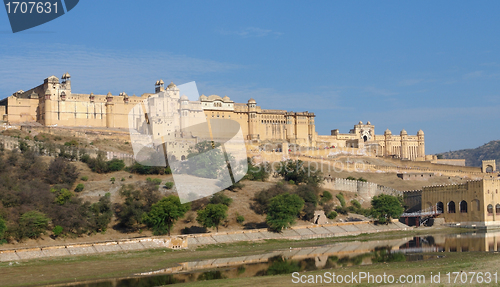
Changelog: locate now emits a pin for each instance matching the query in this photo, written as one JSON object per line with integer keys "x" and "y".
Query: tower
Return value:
{"x": 252, "y": 119}
{"x": 109, "y": 111}
{"x": 421, "y": 144}
{"x": 404, "y": 145}
{"x": 388, "y": 143}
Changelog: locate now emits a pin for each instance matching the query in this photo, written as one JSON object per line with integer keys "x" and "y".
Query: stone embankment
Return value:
{"x": 185, "y": 241}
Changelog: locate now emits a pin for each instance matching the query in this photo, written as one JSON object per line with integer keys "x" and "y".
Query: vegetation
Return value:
{"x": 332, "y": 215}
{"x": 212, "y": 215}
{"x": 282, "y": 211}
{"x": 220, "y": 198}
{"x": 32, "y": 224}
{"x": 164, "y": 213}
{"x": 257, "y": 172}
{"x": 385, "y": 207}
{"x": 136, "y": 202}
{"x": 79, "y": 187}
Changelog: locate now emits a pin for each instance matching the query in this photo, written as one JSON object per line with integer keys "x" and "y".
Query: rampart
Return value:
{"x": 363, "y": 189}
{"x": 183, "y": 241}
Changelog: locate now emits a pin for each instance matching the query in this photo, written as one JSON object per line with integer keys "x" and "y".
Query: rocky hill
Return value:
{"x": 473, "y": 157}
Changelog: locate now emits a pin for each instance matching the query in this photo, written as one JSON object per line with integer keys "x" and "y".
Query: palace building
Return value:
{"x": 53, "y": 103}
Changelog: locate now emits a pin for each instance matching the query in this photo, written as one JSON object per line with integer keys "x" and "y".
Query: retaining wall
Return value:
{"x": 183, "y": 241}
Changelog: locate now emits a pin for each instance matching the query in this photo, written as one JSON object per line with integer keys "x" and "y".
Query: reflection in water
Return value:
{"x": 310, "y": 258}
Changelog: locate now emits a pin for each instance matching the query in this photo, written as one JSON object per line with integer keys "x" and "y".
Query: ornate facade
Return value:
{"x": 53, "y": 103}
{"x": 403, "y": 146}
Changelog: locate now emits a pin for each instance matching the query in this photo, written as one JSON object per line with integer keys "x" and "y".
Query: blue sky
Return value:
{"x": 428, "y": 65}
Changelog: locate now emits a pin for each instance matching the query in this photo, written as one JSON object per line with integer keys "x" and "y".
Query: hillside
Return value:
{"x": 473, "y": 157}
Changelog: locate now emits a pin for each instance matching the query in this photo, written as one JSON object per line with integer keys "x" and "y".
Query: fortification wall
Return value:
{"x": 363, "y": 189}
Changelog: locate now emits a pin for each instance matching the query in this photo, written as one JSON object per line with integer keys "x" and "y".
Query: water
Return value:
{"x": 307, "y": 259}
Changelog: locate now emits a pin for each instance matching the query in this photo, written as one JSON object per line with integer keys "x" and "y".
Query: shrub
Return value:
{"x": 79, "y": 187}
{"x": 341, "y": 199}
{"x": 327, "y": 196}
{"x": 32, "y": 224}
{"x": 332, "y": 215}
{"x": 220, "y": 198}
{"x": 155, "y": 181}
{"x": 282, "y": 211}
{"x": 57, "y": 230}
{"x": 356, "y": 204}
{"x": 240, "y": 219}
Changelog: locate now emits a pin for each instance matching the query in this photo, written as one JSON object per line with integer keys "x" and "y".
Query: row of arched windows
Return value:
{"x": 463, "y": 207}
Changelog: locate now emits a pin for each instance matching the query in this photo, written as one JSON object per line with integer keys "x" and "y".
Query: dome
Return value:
{"x": 214, "y": 98}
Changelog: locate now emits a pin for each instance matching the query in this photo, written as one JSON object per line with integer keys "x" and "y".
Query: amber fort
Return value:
{"x": 53, "y": 103}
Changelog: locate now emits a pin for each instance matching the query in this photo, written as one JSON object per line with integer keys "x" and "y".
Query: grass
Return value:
{"x": 123, "y": 264}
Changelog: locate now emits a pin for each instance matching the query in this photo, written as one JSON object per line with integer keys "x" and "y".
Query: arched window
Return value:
{"x": 490, "y": 209}
{"x": 476, "y": 206}
{"x": 451, "y": 207}
{"x": 440, "y": 207}
{"x": 463, "y": 206}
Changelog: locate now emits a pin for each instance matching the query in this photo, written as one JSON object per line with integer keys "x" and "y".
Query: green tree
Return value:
{"x": 3, "y": 227}
{"x": 62, "y": 195}
{"x": 282, "y": 211}
{"x": 79, "y": 187}
{"x": 101, "y": 213}
{"x": 164, "y": 213}
{"x": 207, "y": 160}
{"x": 212, "y": 215}
{"x": 220, "y": 197}
{"x": 32, "y": 224}
{"x": 385, "y": 207}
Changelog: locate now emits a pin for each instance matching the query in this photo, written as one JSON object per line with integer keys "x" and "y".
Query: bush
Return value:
{"x": 257, "y": 172}
{"x": 341, "y": 199}
{"x": 220, "y": 198}
{"x": 32, "y": 224}
{"x": 79, "y": 187}
{"x": 240, "y": 219}
{"x": 57, "y": 230}
{"x": 356, "y": 204}
{"x": 155, "y": 181}
{"x": 332, "y": 215}
{"x": 115, "y": 165}
{"x": 327, "y": 196}
{"x": 282, "y": 211}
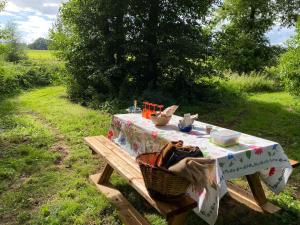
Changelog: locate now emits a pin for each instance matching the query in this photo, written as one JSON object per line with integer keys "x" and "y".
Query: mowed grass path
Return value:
{"x": 44, "y": 164}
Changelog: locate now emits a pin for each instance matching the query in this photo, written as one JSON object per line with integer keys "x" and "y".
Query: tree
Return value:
{"x": 39, "y": 44}
{"x": 240, "y": 42}
{"x": 14, "y": 49}
{"x": 120, "y": 48}
{"x": 289, "y": 64}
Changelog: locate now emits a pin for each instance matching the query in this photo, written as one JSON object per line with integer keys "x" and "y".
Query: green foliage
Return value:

# What is being asked:
Each record should be quoted exactly, with the images omitted.

# Full response:
Changelog: locate now emits a pin for each instance matching the query in this photo, written as one JSON object per line with integer keys "x" and "y".
Query: tower
Return value:
{"x": 252, "y": 119}
{"x": 109, "y": 111}
{"x": 421, "y": 144}
{"x": 404, "y": 145}
{"x": 388, "y": 143}
Changelog: locate now emits a pin for each instance matching the query in this photo, written as one JSON object per line with integer keys "x" and "y".
Query: stone embankment
Return value:
{"x": 185, "y": 241}
Changelog: locate now emits a pin for each instance matching the query in this photo, written as one JSON object per line with integer keys "x" and "y".
Query: vegetation
Return value:
{"x": 332, "y": 215}
{"x": 212, "y": 215}
{"x": 282, "y": 211}
{"x": 220, "y": 198}
{"x": 32, "y": 224}
{"x": 164, "y": 213}
{"x": 257, "y": 172}
{"x": 385, "y": 207}
{"x": 136, "y": 202}
{"x": 79, "y": 187}
Changelog: locate now emits a pin for each instance matching the query in this photo, written as one JSON object per line with integer keys "x" and "y".
Query: rampart
Return value:
{"x": 363, "y": 189}
{"x": 183, "y": 241}
Changelog: locate now emits a pin for each instance matching the query in this photo, written as one JSON object per line with integer keys "x" and "y".
Query: rocky hill
Return value:
{"x": 473, "y": 157}
Changelog: locate now emits a pin for each instance matching the query in this photo, written as one JSON object per line with integer keys "x" and "y".
Query: palace building
Return value:
{"x": 53, "y": 103}
Changelog: locate now emits a pin for each instance matching the query in this photo, written as one JSON object per line with integer keys "x" and "y".
Query: retaining wall
Return value:
{"x": 183, "y": 241}
Changelog: locate now emits a pin for each instance matching the query in this photo, written as one JSON object per line with integer keys "x" and "y".
Query: reflection in water
Return value:
{"x": 310, "y": 258}
Changelog: locate now emits a pin for each instance matching the query in this photo, written as one JSON object per line with integer keys "x" and "y".
Query: ornate facade
Return value:
{"x": 53, "y": 103}
{"x": 403, "y": 146}
Changelog: locate now emits a pin for each instance matching the query in this photo, written as one JSON object per line with integer keys "x" and "y".
Query: blue sky
Return value:
{"x": 428, "y": 65}
Changelog: locate now emits a pin for each instance matching the query in this photo, written as one JSON object per line with integer keys "x" and "y".
Query: hillside
Return value:
{"x": 473, "y": 157}
Changelog: locate now emits a pin for each instance matching the query in this photo, written as one JSON object per line with integer keys "x" and "y".
Query: fortification wall
Return value:
{"x": 363, "y": 189}
Changelog: locate now emits a pin for each instance matching the query in this photo, written as one JSON object per line with integer keys "x" and "y".
Query: water
Return value:
{"x": 307, "y": 259}
Changelog: locate now emits a pin for each instance matching the query in this photo, written as one JSON object per line with integer keys "x" and "y".
Query: shrub
Return value:
{"x": 79, "y": 187}
{"x": 341, "y": 199}
{"x": 327, "y": 196}
{"x": 32, "y": 224}
{"x": 332, "y": 215}
{"x": 220, "y": 198}
{"x": 155, "y": 181}
{"x": 282, "y": 211}
{"x": 57, "y": 230}
{"x": 356, "y": 204}
{"x": 240, "y": 219}
Changelog: locate now emits a pin for each instance matching the query in this photo, written as one JSON object per line with integer keys "x" and "y".
Query: row of arched windows
Return value:
{"x": 463, "y": 207}
Changelog: locate now emits a pin for each instance matching the query in this photo, written as one JSON object per line with integer keys "x" and "y".
Query: dome
Return value:
{"x": 214, "y": 98}
Changelog: locate now emits a pin for each instance matching the query in this photo, written as one JSON object per line with integer keys "x" and "y".
Query: amber fort
Return value:
{"x": 53, "y": 103}
Changelog: locate now emits a pin for each instance matching the query in this photo, written as one JSON object per line with integer keys "x" and "y".
Query: grass
Return value:
{"x": 123, "y": 264}
Changelog: locate now emits a pin for each instance matching the query in this photo, written as one JSON object per line with integer keys "x" and "y".
Query: arched window
Return value:
{"x": 490, "y": 209}
{"x": 476, "y": 206}
{"x": 451, "y": 207}
{"x": 440, "y": 207}
{"x": 463, "y": 206}
Changelog: locate now emits a pin for each instance matching the query in this photo, written as one JSON object per line with integer keys "x" and "y".
Query: green tree
Return value:
{"x": 3, "y": 227}
{"x": 62, "y": 195}
{"x": 282, "y": 211}
{"x": 79, "y": 187}
{"x": 101, "y": 213}
{"x": 164, "y": 213}
{"x": 207, "y": 160}
{"x": 212, "y": 215}
{"x": 220, "y": 197}
{"x": 32, "y": 224}
{"x": 385, "y": 207}
Changelog: locate now emits a pin for each instance matching the query in this photo, written as one JSON object per line with integer keys "x" and "y".
Query: bush
Return value:
{"x": 257, "y": 172}
{"x": 341, "y": 199}
{"x": 220, "y": 198}
{"x": 32, "y": 224}
{"x": 79, "y": 187}
{"x": 240, "y": 219}
{"x": 57, "y": 230}
{"x": 356, "y": 204}
{"x": 155, "y": 181}
{"x": 332, "y": 215}
{"x": 115, "y": 165}
{"x": 327, "y": 196}
{"x": 282, "y": 211}
Changelog: locate now emits a pin for each instance matching the query in this photo, written as one JSON object per line with integer keys "x" and "y".
Query: mowed grass path
Return value:
{"x": 44, "y": 164}
Changelog: locate now emits a pin for each instance matching the query in this photo, written as one JSON object per line with integer keys "x" and "y".
Query: tree
Return value:
{"x": 39, "y": 44}
{"x": 240, "y": 42}
{"x": 14, "y": 49}
{"x": 120, "y": 48}
{"x": 289, "y": 64}
Changelog: locate now emits a pin for each instance matching the query in this photo, written as one JSON object per line with integer keys "x" and "y".
Query: green foliage
Return value:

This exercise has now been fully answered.